O Rio Grande do Sul, estado com maior
proporção de idosos do país, continua a fornecer migrantes que se deslocam para
Centro-Oeste e Amazônia. O norte de Minas reproduz, insistentemente, as
tendências históricas de repulsão da Região Nordeste. Mas o que ocorre com o
Rio, estado beneficiado pelos royalties do petróleo e ancorado na metrópole que
sediou os Jogos Olímpicos de 2016? Aparentemente, a moléstia que debilita o Rio
chama-se política.
A “marcha para Oeste” ainda não se
concluiu. Todos os estados do Centro-Oeste apresentam crescimento populacional
expressivo, atraindo migrantes. Na Região Norte, porém, verificam-se tendências
contraditórias. Amazonas, Acre, Tocantins, Roraima e Amapá crescem mais
que a média nacional, enquanto ocorre o oposto com Pará e Rondônia. Os dois
últimos, que funcionaram como fronteiras de expansão demográfica ao longo de
décadas, converteram-se em zonas de repulsão populacional. É sinal da falência
de um modelo de desenvolvimento predatório assentado na devastação ambiental —
e, talvez, o prenúncio do que aguarda os demais estados da região.

Registros de uma coleção de dados
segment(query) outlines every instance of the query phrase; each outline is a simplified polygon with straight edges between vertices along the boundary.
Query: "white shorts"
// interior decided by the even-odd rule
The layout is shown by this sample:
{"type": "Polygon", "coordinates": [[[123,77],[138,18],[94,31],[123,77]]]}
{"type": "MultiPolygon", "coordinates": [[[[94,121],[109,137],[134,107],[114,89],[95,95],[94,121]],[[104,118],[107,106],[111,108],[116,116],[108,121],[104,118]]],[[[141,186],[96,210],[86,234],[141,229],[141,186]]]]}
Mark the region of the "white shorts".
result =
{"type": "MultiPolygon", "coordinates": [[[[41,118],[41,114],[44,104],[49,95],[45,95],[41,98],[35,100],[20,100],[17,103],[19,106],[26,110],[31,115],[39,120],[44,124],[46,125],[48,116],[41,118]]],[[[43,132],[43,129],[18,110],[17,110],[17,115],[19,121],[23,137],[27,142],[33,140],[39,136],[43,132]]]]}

Tarefa 1 >> Transcreva do trecho sobre migração a parte que começa em "O Rio Grande" e termina em "chama-se política.".
Tarefa 2 >> Segundo o trecho sobre migração, quais estados da Região Norte se converteram em zonas de repulsão populacional?
As linhas constituem um material independente do trecho sobre migração.

Resposta 1 >>
O Rio Grande do Sul, estado com maior
proporção de idosos do país, continua a fornecer migrantes que se deslocam para
Centro-Oeste e Amazônia. O norte de Minas reproduz, insistentemente, as
tendências históricas de repulsão da Região Nordeste. Mas o que ocorre com o
Rio, estado beneficiado pelos royalties do petróleo e ancorado na metrópole que
sediou os Jogos Olímpicos de 2016? Aparentemente, a moléstia que debilita o Rio
chama-se política.

Resposta 2 >> Pará e Rondônia.